**Written problem**
Repeat each of the following rows word for word.

Entries from a dataset
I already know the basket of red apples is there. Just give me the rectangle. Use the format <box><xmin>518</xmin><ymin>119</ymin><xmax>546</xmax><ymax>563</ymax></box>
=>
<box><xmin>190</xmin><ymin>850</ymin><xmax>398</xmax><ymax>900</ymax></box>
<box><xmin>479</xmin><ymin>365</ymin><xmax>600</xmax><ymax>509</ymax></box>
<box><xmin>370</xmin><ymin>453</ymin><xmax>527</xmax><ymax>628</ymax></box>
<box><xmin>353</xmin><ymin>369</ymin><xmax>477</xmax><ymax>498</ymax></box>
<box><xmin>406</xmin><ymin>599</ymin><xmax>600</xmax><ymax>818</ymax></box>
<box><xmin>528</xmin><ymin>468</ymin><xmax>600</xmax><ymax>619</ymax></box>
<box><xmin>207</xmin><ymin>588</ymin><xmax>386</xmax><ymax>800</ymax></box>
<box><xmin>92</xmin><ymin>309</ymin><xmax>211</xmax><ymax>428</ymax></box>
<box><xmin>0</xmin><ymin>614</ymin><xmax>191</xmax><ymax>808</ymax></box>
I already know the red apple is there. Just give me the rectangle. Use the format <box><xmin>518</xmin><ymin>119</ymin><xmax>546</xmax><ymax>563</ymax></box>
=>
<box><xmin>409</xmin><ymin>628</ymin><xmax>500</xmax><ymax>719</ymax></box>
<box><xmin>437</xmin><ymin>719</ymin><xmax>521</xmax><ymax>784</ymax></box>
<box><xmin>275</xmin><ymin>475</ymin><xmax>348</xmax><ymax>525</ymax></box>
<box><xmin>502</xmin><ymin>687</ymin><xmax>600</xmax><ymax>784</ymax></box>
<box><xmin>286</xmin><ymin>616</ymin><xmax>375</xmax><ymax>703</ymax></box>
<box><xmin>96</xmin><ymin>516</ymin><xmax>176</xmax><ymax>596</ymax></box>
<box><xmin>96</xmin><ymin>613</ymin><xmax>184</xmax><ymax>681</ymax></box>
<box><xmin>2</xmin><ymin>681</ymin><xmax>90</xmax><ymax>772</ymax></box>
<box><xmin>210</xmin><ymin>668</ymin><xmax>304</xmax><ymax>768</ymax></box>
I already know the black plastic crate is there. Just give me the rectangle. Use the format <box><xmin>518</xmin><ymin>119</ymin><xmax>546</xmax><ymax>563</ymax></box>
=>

**Written response**
I already know the basket of red apples is there. Just give me the rectangle. Use the format <box><xmin>518</xmin><ymin>119</ymin><xmax>546</xmax><ymax>563</ymax></box>
=>
<box><xmin>190</xmin><ymin>850</ymin><xmax>398</xmax><ymax>900</ymax></box>
<box><xmin>479</xmin><ymin>365</ymin><xmax>600</xmax><ymax>509</ymax></box>
<box><xmin>370</xmin><ymin>453</ymin><xmax>527</xmax><ymax>628</ymax></box>
<box><xmin>353</xmin><ymin>369</ymin><xmax>477</xmax><ymax>498</ymax></box>
<box><xmin>406</xmin><ymin>599</ymin><xmax>600</xmax><ymax>818</ymax></box>
<box><xmin>528</xmin><ymin>468</ymin><xmax>600</xmax><ymax>619</ymax></box>
<box><xmin>207</xmin><ymin>588</ymin><xmax>386</xmax><ymax>800</ymax></box>
<box><xmin>92</xmin><ymin>309</ymin><xmax>211</xmax><ymax>428</ymax></box>
<box><xmin>0</xmin><ymin>614</ymin><xmax>191</xmax><ymax>808</ymax></box>
I already know the red apple is there. Just give me the rectangle. Use the format <box><xmin>518</xmin><ymin>119</ymin><xmax>546</xmax><ymax>563</ymax></box>
=>
<box><xmin>409</xmin><ymin>628</ymin><xmax>500</xmax><ymax>719</ymax></box>
<box><xmin>437</xmin><ymin>719</ymin><xmax>521</xmax><ymax>784</ymax></box>
<box><xmin>275</xmin><ymin>475</ymin><xmax>348</xmax><ymax>525</ymax></box>
<box><xmin>502</xmin><ymin>687</ymin><xmax>600</xmax><ymax>784</ymax></box>
<box><xmin>286</xmin><ymin>616</ymin><xmax>375</xmax><ymax>703</ymax></box>
<box><xmin>96</xmin><ymin>516</ymin><xmax>176</xmax><ymax>596</ymax></box>
<box><xmin>96</xmin><ymin>613</ymin><xmax>184</xmax><ymax>681</ymax></box>
<box><xmin>2</xmin><ymin>681</ymin><xmax>90</xmax><ymax>772</ymax></box>
<box><xmin>210</xmin><ymin>668</ymin><xmax>304</xmax><ymax>768</ymax></box>
I already know the black plastic crate is there. Just give me the rectangle. Use the format <box><xmin>518</xmin><ymin>119</ymin><xmax>546</xmax><ymax>563</ymax></box>
=>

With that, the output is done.